(Beginning of TASK INPUTS)

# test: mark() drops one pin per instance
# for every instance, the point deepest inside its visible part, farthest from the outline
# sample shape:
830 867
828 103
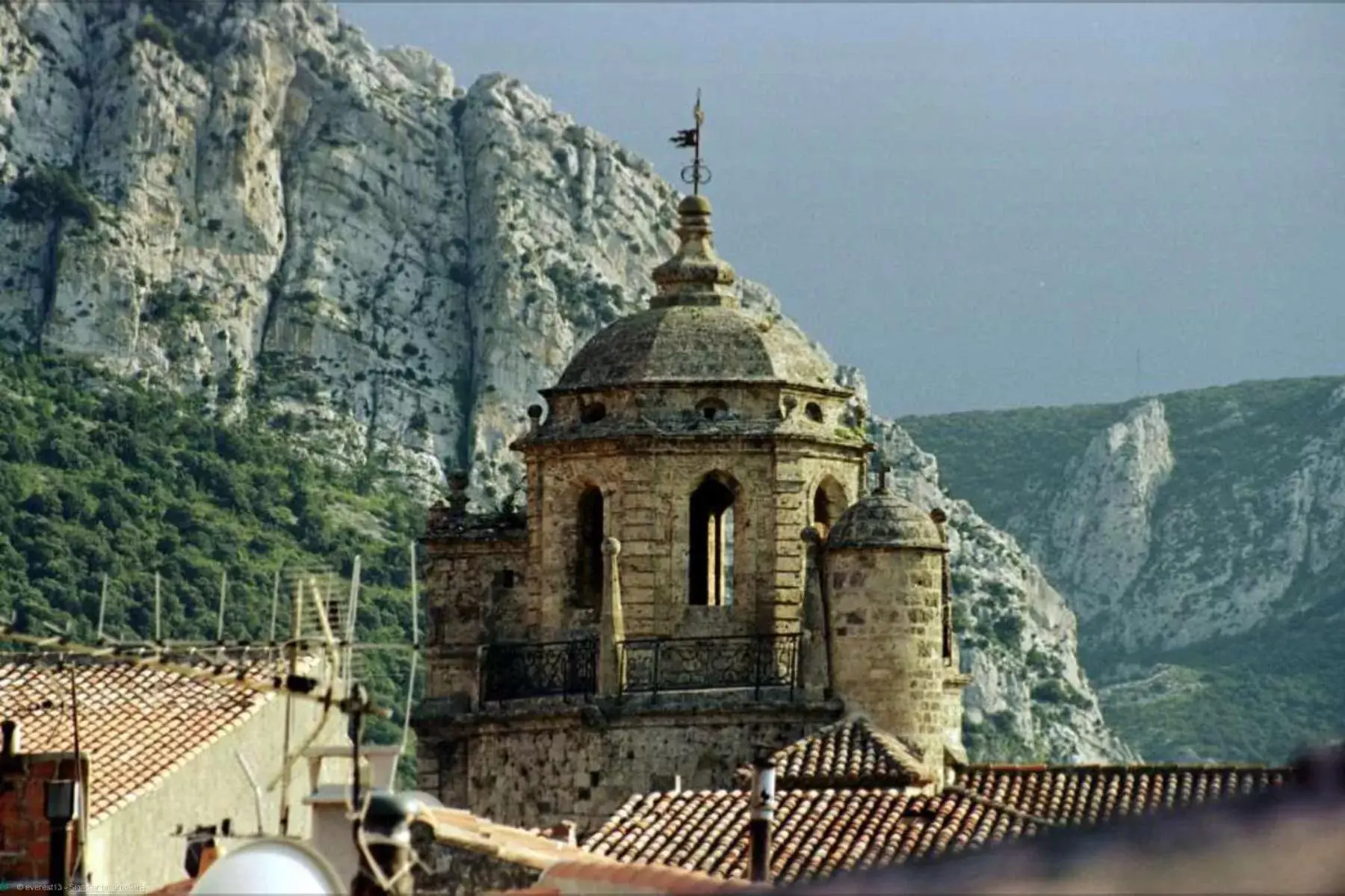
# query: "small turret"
885 559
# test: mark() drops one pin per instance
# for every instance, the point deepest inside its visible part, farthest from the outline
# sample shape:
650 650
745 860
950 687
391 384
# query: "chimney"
13 738
761 817
62 808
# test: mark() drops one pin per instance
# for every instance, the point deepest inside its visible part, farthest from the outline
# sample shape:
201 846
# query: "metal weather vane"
697 173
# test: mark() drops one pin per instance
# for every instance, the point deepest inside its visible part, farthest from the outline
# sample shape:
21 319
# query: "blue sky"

(End of TASK INPUTS)

**WHAT THE EXERCISE ASKS**
Repeat the material above exactly. Leave every picture out of it.

**ANSWER TO THIS PROBLEM**
# test: mark() drops one pin per instance
# for every instance, the point deepest inside its visible part, farthest from the outline
# sample shape:
830 867
828 103
# query: "small turret"
885 559
# test: mark() drops one pin per instance
# for every instance, the point deepest inside its visible part, farthest from the outline
# sample shape:
650 650
745 860
950 687
391 384
# query: "chimney"
13 738
761 817
62 808
# test: mark() drops one pin per instance
# for every instance, the point deepest inside its visible part, farthest from the outline
# sample shape:
201 846
# query: "metal weather vane"
697 173
# test: mark() drops one pin per instance
# for every instance, the point deepest inside its visible part, farthest from the outline
# sample shape:
21 319
# query: "blue sky"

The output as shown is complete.